+++ Material

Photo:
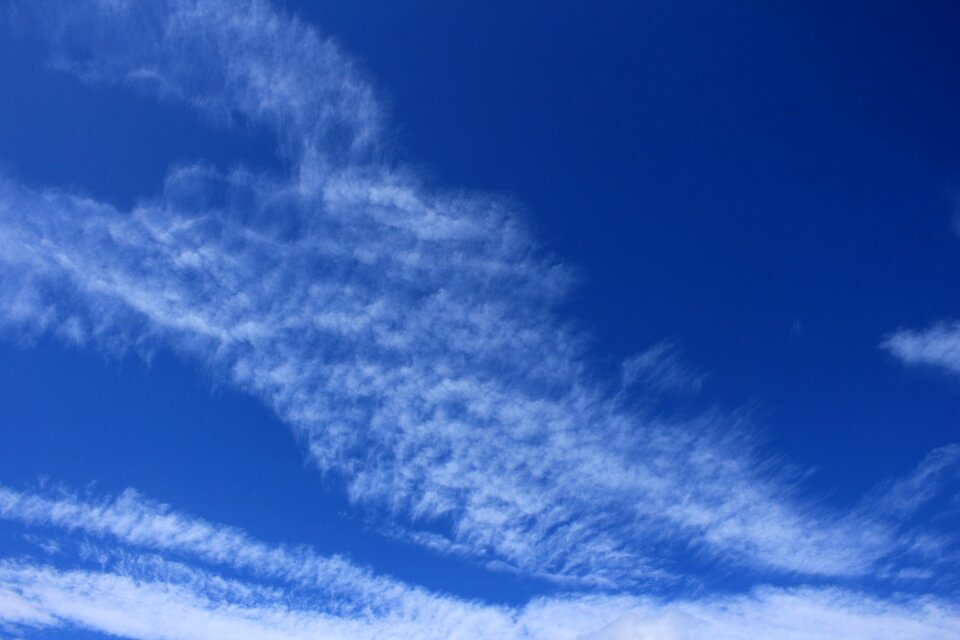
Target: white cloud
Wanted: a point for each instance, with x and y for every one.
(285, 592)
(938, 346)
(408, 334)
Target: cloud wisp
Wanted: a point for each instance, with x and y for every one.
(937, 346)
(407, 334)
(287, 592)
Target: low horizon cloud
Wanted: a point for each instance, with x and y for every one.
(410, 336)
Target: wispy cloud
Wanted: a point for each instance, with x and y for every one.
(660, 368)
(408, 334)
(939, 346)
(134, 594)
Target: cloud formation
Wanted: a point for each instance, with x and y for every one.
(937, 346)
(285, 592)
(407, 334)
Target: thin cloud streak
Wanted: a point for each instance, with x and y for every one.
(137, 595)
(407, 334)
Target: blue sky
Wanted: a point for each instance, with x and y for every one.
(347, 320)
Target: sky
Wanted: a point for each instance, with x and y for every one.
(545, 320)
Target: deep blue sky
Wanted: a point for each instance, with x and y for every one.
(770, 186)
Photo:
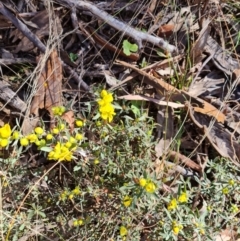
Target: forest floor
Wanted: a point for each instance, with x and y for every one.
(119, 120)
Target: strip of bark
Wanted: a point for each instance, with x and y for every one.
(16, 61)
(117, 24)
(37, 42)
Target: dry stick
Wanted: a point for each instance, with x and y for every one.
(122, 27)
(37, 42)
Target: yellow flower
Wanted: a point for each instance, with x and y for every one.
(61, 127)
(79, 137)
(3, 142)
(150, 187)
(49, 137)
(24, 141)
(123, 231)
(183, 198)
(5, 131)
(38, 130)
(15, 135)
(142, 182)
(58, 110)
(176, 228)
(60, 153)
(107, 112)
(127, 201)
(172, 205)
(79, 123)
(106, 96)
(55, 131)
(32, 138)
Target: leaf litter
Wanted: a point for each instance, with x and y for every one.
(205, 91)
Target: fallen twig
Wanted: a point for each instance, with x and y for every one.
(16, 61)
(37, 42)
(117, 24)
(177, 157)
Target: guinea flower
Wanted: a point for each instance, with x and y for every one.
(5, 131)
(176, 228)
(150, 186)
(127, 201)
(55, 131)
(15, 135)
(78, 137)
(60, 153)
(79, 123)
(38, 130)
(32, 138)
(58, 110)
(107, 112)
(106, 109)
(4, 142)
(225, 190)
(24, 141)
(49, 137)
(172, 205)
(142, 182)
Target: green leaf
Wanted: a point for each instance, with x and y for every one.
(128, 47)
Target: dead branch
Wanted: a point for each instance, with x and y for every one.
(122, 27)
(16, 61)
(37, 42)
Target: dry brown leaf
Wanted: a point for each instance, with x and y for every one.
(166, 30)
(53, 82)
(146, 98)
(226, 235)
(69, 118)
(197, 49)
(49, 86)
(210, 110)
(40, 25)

++++++

**Job**
Please copy the records word for word from the line with "Target: deep blue sky" to the end of the records, leaving the pictures out.

**Result**
Target: deep blue sky
Wanted: a point for each instance, with x and y for every one.
(770, 186)
Photo:
Target: forest floor
Wanted: a point for each instance, with x and y for every one.
(119, 120)
Target: strip of bark
Wanted: a point for each instance, with x and y for every one.
(16, 61)
(117, 24)
(37, 42)
Target: dry stick
Wanted: a point for each instance, with x and y for every one.
(122, 27)
(37, 42)
Target: yellow flower
Wanted: a point for each instance, with x and y for every one.
(61, 127)
(79, 137)
(3, 142)
(150, 187)
(49, 137)
(24, 141)
(123, 231)
(183, 198)
(5, 131)
(38, 130)
(15, 135)
(142, 182)
(58, 110)
(176, 228)
(60, 153)
(107, 112)
(127, 201)
(172, 205)
(79, 123)
(106, 96)
(55, 131)
(32, 138)
Target: leaf litter
Wanted: a point for each instance, with x and y for every one.
(205, 91)
Target: fallen twig
Wanted: a point for each instance, with x and y for every one.
(16, 61)
(37, 42)
(117, 24)
(177, 157)
Target: guinea flower
Wanted: a point for each instance, with x and y for every one.
(5, 131)
(176, 228)
(150, 186)
(127, 201)
(55, 131)
(15, 135)
(78, 137)
(60, 153)
(79, 123)
(38, 130)
(32, 138)
(58, 110)
(107, 112)
(106, 109)
(4, 142)
(225, 190)
(24, 141)
(49, 137)
(172, 205)
(142, 182)
Target: green leaf
Wanted: a point for each instance, with x and y for every one.
(128, 47)
Target: dead branch
Wanted: a point for each instance, with x and y for every one.
(122, 27)
(16, 61)
(37, 42)
Target: dry brown leaf
Wanted: a point for each instance, with x and y for every one.
(166, 30)
(53, 82)
(146, 98)
(226, 235)
(69, 118)
(197, 49)
(49, 86)
(210, 110)
(40, 25)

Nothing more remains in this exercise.